# EXERCISES:
a: In the post about gadgets in emergency vehicles, what did the emergency medical technician in West Nyack hit after looking at his GPS screen?
b: From the post about gadgets in emergency vehicles, reproduce word for word the stretch from "The NYT's top" through "or less safe.".

# PAGE EXTRACT:
Cops got laptops, ambu-lance drivers got cellphones, and now look, they're all running us over and making us dead. This is a concern right now! So should you be outraged and/or scared? Probably not.
The NYT's top tech story today is about the precipitous increase in gadgetry in emergency vehicles, from navigation systems and laptops to plain old cellphones, which first responders, like everyone else in the world, tend to get distracted by. The anecdotes, as you can imagine, are terrible:
In April 2008, an emergency medical technician in West Nyack, N.Y., looked at his GPS screen, swerved and hit a parked flatbed truck. The crash sheared off the side of the ambulance and left his partner, who was in the passenger seat, paralyzed.
But here's the issue: the NYT establishes very early on that "data does not exist" to support or refute any kind of thesis about whether or not gadgets have made emergency personnel, and by extension us, more or less safe.

# GIVEN DATA:
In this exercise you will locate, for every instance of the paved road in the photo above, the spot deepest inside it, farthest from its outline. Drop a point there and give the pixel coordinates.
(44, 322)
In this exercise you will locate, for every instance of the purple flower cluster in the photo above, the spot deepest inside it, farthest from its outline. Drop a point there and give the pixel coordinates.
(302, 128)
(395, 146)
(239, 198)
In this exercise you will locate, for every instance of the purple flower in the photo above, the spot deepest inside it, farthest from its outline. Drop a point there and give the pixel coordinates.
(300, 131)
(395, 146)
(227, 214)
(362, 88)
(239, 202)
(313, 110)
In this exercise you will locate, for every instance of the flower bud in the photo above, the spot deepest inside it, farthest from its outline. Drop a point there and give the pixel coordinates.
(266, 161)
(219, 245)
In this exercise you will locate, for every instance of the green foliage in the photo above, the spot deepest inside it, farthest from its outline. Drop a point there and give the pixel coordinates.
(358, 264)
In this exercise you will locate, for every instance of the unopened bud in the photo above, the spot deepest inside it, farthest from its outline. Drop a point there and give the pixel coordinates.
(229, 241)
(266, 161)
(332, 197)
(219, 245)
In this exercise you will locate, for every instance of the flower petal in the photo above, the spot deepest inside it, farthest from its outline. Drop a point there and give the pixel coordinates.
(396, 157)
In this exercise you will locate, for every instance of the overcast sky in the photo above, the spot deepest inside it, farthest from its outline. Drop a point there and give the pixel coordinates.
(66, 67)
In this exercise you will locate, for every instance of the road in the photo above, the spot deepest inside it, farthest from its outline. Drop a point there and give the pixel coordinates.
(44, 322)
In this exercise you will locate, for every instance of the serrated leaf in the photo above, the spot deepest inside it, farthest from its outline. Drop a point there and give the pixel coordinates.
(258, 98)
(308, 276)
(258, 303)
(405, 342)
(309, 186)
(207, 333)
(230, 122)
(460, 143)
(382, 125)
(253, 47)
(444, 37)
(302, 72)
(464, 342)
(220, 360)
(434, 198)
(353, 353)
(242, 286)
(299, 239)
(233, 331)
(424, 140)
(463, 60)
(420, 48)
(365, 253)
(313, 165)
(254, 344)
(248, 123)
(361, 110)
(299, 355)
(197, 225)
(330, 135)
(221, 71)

# EXERCISE RESPONSES:
a: A parked flatbed truck.

b:
The NYT's top tech story today is about the precipitous increase in gadgetry in emergency vehicles, from navigation systems and laptops to plain old cellphones, which first responders, like everyone else in the world, tend to get distracted by. The anecdotes, as you can imagine, are terrible:
In April 2008, an emergency medical technician in West Nyack, N.Y., looked at his GPS screen, swerved and hit a parked flatbed truck. The crash sheared off the side of the ambulance and left his partner, who was in the passenger seat, paralyzed.
But here's the issue: the NYT establishes very early on that "data does not exist" to support or refute any kind of thesis about whether or not gadgets have made emergency personnel, and by extension us, more or less safe.